[Rows from a dataset]

**********

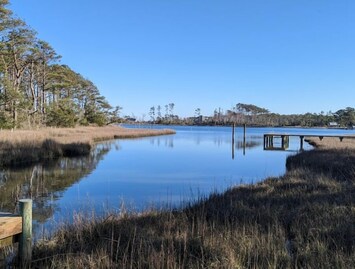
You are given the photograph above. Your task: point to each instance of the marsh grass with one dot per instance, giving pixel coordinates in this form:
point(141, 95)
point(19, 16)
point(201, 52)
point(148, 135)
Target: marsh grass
point(304, 219)
point(24, 147)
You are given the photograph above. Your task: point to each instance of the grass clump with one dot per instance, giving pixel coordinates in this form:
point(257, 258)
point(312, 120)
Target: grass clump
point(23, 147)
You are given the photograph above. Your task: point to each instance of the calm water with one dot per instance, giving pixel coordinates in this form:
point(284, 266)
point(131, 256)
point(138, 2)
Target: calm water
point(140, 173)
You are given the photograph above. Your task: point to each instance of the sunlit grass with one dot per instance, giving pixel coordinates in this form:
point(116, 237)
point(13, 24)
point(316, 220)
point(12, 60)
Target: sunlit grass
point(21, 147)
point(304, 219)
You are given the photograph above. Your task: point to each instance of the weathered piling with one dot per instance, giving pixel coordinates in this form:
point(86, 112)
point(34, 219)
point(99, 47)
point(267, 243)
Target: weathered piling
point(25, 247)
point(244, 137)
point(233, 127)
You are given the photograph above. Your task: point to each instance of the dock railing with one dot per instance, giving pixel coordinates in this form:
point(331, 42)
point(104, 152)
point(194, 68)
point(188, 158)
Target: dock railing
point(18, 228)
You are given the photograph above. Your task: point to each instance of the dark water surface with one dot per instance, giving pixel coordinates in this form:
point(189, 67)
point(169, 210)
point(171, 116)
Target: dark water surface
point(140, 173)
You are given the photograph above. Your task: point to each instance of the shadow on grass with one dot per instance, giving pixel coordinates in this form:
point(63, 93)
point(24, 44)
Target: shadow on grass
point(305, 219)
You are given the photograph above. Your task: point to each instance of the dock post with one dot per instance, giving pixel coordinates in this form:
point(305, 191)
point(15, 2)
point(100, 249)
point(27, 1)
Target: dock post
point(25, 246)
point(301, 142)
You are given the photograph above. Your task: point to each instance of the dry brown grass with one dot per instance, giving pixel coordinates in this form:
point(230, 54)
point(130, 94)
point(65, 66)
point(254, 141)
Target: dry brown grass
point(332, 143)
point(22, 147)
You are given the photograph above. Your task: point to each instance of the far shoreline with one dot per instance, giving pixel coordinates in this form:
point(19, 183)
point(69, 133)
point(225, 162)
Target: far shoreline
point(20, 148)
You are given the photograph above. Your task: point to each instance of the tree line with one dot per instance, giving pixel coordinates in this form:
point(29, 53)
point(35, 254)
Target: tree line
point(35, 90)
point(256, 116)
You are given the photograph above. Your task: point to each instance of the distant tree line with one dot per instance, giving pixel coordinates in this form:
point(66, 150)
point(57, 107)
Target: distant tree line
point(257, 116)
point(36, 90)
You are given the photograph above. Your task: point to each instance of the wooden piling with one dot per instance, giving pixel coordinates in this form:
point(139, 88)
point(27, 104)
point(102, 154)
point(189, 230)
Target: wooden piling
point(301, 142)
point(25, 246)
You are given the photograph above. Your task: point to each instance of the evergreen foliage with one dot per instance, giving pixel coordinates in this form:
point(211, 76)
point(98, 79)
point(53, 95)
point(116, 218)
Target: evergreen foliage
point(36, 90)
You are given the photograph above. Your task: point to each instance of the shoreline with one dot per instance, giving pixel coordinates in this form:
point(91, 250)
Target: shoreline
point(24, 147)
point(303, 219)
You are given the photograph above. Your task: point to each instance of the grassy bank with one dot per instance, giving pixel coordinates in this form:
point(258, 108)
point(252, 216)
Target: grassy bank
point(22, 147)
point(304, 219)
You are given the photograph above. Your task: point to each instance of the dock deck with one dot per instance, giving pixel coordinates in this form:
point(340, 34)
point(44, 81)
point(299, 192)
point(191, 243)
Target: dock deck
point(270, 139)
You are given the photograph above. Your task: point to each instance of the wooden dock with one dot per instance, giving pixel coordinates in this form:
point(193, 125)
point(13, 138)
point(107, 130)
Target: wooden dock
point(275, 141)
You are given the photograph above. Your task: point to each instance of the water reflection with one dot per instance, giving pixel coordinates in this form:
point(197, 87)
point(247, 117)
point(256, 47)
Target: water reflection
point(46, 182)
point(142, 172)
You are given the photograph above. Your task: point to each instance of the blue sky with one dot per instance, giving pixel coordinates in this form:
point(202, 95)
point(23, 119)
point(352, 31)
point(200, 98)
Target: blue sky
point(287, 56)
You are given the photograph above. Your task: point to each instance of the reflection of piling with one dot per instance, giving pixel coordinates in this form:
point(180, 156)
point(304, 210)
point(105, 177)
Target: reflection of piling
point(25, 246)
point(301, 142)
point(233, 141)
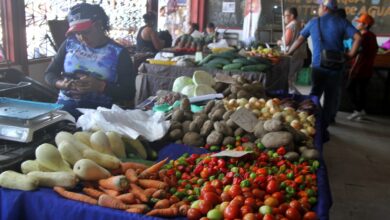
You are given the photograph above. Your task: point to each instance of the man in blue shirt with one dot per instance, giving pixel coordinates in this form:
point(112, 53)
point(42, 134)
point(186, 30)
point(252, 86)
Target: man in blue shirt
point(333, 30)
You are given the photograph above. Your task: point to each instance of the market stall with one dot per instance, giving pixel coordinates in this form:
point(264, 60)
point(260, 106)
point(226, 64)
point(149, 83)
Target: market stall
point(161, 77)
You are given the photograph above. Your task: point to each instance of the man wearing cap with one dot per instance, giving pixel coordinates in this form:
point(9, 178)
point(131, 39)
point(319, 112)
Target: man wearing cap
point(362, 67)
point(333, 29)
point(90, 69)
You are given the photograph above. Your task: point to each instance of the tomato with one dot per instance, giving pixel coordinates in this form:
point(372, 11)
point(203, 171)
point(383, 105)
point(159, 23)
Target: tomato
point(272, 186)
point(271, 201)
point(258, 193)
point(268, 217)
point(251, 202)
point(211, 197)
point(279, 196)
point(225, 196)
point(249, 216)
point(245, 210)
point(235, 190)
point(215, 214)
point(231, 212)
point(194, 214)
point(205, 206)
point(238, 200)
point(310, 216)
point(293, 214)
point(217, 184)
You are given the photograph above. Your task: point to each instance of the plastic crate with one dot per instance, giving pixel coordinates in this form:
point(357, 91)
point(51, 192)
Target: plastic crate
point(304, 77)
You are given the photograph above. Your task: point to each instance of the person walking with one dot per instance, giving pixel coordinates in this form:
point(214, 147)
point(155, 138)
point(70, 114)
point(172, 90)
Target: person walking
point(362, 67)
point(327, 32)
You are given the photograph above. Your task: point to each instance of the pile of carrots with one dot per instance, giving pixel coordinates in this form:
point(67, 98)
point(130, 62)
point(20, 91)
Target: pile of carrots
point(134, 188)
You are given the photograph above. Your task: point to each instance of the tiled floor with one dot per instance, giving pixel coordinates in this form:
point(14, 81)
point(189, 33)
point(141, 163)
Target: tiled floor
point(358, 161)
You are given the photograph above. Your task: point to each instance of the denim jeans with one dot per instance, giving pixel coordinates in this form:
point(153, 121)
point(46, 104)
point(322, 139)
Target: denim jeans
point(327, 82)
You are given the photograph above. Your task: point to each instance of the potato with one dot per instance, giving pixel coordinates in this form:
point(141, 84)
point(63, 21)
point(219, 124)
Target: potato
point(214, 138)
point(239, 132)
point(188, 115)
point(276, 139)
point(185, 104)
point(217, 114)
point(231, 124)
point(227, 115)
point(185, 126)
point(195, 126)
point(229, 140)
point(193, 139)
point(175, 125)
point(178, 115)
point(176, 134)
point(273, 125)
point(206, 128)
point(208, 107)
point(259, 130)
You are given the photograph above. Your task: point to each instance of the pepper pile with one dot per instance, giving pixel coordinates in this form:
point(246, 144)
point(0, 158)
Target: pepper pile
point(259, 185)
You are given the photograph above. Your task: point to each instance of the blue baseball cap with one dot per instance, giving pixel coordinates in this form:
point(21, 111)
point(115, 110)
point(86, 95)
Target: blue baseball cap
point(331, 4)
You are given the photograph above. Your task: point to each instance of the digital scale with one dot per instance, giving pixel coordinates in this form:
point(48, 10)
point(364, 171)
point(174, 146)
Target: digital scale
point(24, 125)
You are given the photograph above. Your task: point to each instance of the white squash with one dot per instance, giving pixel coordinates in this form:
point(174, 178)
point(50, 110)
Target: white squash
point(49, 157)
point(13, 180)
point(83, 137)
point(29, 166)
point(59, 178)
point(100, 142)
point(87, 169)
point(104, 160)
point(66, 136)
point(69, 152)
point(116, 144)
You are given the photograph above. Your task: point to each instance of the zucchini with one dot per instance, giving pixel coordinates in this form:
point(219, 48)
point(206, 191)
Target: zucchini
point(233, 66)
point(255, 68)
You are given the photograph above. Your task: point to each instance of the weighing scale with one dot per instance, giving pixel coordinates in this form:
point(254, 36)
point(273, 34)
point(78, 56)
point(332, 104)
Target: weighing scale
point(24, 125)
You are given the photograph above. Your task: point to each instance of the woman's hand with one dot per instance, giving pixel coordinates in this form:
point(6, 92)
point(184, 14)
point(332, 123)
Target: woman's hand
point(88, 83)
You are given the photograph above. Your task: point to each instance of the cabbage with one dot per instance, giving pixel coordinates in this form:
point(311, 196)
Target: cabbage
point(188, 91)
point(203, 90)
point(202, 77)
point(181, 82)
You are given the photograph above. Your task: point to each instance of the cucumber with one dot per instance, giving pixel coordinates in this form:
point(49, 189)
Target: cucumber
point(243, 61)
point(233, 66)
point(219, 60)
point(255, 68)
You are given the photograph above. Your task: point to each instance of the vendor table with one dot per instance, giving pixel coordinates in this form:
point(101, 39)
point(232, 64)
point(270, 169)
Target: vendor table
point(159, 77)
point(46, 204)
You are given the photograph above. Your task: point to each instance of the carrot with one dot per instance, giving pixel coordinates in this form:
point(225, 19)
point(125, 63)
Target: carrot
point(159, 194)
point(127, 165)
point(110, 192)
point(131, 175)
point(143, 207)
point(118, 183)
point(111, 202)
point(183, 209)
point(74, 196)
point(135, 210)
point(152, 184)
point(167, 212)
point(94, 193)
point(149, 192)
point(162, 204)
point(139, 192)
point(127, 198)
point(152, 169)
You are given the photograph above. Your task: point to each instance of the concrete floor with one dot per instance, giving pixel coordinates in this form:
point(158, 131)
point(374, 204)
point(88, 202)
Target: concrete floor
point(358, 161)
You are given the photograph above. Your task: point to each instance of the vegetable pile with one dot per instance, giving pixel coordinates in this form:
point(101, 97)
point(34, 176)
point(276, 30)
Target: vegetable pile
point(259, 184)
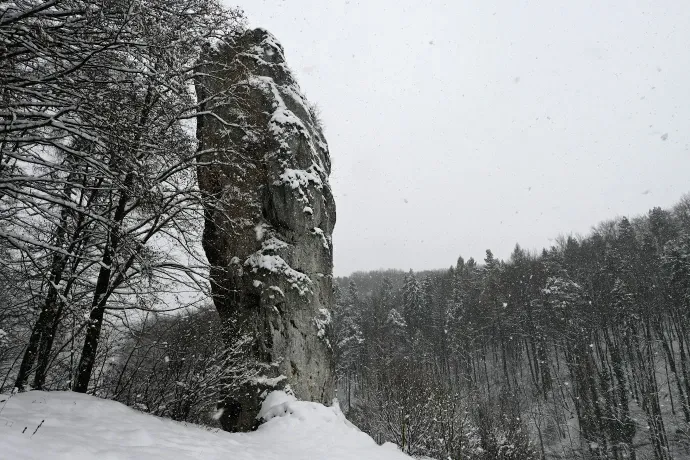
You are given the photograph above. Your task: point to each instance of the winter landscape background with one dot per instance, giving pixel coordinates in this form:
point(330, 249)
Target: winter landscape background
point(173, 284)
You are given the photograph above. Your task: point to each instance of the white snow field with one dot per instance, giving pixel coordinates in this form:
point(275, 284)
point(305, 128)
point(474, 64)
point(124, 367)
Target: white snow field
point(75, 426)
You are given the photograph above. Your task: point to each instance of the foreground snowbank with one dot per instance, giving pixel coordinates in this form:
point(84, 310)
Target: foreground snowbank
point(77, 427)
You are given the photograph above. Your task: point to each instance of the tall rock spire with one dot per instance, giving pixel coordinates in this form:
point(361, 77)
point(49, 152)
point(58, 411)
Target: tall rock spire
point(269, 216)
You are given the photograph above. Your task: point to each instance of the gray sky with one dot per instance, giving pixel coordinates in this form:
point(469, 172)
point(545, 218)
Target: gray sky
point(465, 125)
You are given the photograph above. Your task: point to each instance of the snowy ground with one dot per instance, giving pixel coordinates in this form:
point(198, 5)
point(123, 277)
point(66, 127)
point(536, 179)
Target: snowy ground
point(76, 427)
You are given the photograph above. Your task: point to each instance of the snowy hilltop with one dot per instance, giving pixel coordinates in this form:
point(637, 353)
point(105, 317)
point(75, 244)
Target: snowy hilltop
point(67, 425)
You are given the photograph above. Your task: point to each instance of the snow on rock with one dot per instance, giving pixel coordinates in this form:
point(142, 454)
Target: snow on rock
point(81, 427)
point(270, 216)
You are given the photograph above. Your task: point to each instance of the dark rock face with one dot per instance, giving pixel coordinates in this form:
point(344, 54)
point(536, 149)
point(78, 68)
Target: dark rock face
point(269, 218)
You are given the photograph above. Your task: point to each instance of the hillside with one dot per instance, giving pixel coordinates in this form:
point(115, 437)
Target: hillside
point(78, 427)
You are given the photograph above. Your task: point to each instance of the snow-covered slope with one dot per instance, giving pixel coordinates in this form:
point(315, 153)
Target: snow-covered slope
point(76, 427)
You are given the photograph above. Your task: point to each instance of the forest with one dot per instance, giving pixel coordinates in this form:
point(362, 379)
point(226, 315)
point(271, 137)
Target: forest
point(578, 351)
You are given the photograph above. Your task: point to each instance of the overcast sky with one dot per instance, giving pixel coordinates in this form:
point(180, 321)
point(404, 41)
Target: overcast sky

**********

# Task objective
Rewrite the records as a JSON list of strings with one string per line, skipping blank lines. Start at the line containing "of the foreground" and stop after the line containing "point(77, 427)", keeping both of those lines.

# Answer to the problem
[
  "You are given the photograph above. Your task: point to each instance of the foreground snowbank with one dot per instance, giving pixel coordinates in this form:",
  "point(84, 310)",
  "Target: foreground snowbank",
  "point(77, 427)"
]